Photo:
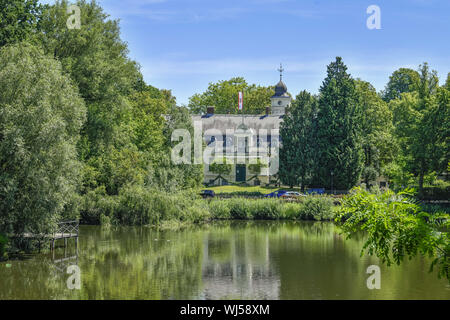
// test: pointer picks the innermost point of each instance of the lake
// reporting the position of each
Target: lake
(221, 260)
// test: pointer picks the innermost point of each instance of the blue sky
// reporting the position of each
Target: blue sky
(183, 45)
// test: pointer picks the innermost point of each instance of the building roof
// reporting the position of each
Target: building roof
(223, 122)
(280, 90)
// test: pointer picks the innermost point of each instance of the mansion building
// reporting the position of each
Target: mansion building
(244, 140)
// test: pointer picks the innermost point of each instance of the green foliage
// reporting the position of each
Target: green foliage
(397, 227)
(223, 95)
(220, 167)
(255, 168)
(317, 208)
(338, 130)
(298, 151)
(39, 129)
(137, 205)
(422, 127)
(378, 142)
(401, 81)
(19, 20)
(311, 208)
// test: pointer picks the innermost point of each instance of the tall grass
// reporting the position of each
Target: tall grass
(312, 208)
(143, 206)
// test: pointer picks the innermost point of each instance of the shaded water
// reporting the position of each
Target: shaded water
(227, 260)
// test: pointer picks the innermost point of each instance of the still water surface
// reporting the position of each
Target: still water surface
(227, 260)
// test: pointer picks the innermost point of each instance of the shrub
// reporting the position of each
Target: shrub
(291, 211)
(317, 208)
(396, 227)
(240, 208)
(219, 209)
(267, 209)
(97, 203)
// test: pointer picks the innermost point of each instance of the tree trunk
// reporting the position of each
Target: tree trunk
(421, 175)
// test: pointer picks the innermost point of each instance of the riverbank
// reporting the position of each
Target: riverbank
(140, 206)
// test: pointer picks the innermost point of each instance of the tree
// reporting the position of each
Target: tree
(378, 141)
(19, 20)
(41, 114)
(396, 228)
(340, 157)
(401, 81)
(421, 125)
(224, 96)
(297, 132)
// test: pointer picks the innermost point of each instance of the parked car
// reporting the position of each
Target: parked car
(291, 194)
(207, 194)
(275, 194)
(315, 191)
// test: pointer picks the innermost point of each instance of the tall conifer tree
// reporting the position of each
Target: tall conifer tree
(339, 162)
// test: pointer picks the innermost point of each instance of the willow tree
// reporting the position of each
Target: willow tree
(41, 114)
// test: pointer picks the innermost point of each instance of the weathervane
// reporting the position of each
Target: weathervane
(281, 71)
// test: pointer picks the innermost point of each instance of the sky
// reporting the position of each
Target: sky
(183, 45)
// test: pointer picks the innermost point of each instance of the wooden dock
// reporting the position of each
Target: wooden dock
(64, 231)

◆ ◆ ◆ ◆

What is required: Revise every item above by changing "innermost point" to "center point" wherever it appears, keeping everything else the same. Leave the pictures out of your answer.

Task answer:
Photo:
// test: pointer picks the center point of each instance of the lake
// reporting the position of each
Target: lake
(221, 260)
// test: pointer picks the center point of each instance of the blue sky
// reporting the position of each
Target: blue sky
(183, 45)
// test: pointer picks the center point of each instance of the building roof
// reporting the position of each
Target: building roof
(223, 122)
(280, 90)
// test: pointer picks the center point of each instance of the mansion building
// reporting the position of each
Target: mansion building
(244, 140)
// test: pointer picks the center point of each instance of the green foliage
// reporting the position of each
Target: green foliage
(397, 227)
(223, 95)
(220, 167)
(255, 168)
(317, 208)
(338, 130)
(298, 151)
(39, 129)
(137, 205)
(422, 127)
(378, 142)
(401, 81)
(19, 20)
(311, 208)
// test: pointer picks the center point of each instance of the tall grass
// reporting the position of each
Target: tall grass
(312, 208)
(143, 206)
// test: pointer picks the center point of each instance of the shaded water
// reporting the position of each
Target: shaded water
(227, 260)
// test: pointer picks the center point of each instance of the still water surface
// reporting the position of each
Target: still water surface
(227, 260)
// test: pointer picks the center point of each instance of the shrub
// reporting the position of each
Target: shrub
(291, 211)
(317, 208)
(396, 227)
(240, 208)
(219, 209)
(267, 209)
(97, 203)
// test: pointer picks the center point of each instance of the tree trunk
// reporting the position of each
Target: tree trunk
(421, 175)
// test: pointer picks the center point of each instance of the riverbank
// reporting the position of each
Target: riverbank
(140, 206)
// test: pointer picks the center point of each instance of the tree
// reporting the position of each
Target: tree
(378, 141)
(19, 20)
(41, 114)
(396, 228)
(340, 157)
(401, 81)
(421, 125)
(224, 96)
(297, 132)
// test: pointer picks the center point of each instance of the parked car
// reporting the position of each
Target: parked car
(291, 194)
(207, 194)
(275, 194)
(315, 191)
// test: pointer picks the center point of each instance of the tall conifer tree
// reporting the position of each
Target: tall conifer tree
(339, 162)
// test: pointer picks the center point of each instance of the willow tree
// reporting the position of each
Target: willow tree
(41, 114)
// test: pointer picks the center point of each instance of the weathervane
// reporting the position of each
Target: weathervane
(281, 71)
// test: pointer picks the center point of each instance of the sky
// reporting the position of each
Target: sky
(183, 45)
// test: pointer picks the center point of each instance of the wooden dock
// reporting the position of each
Target: wooden dock
(64, 231)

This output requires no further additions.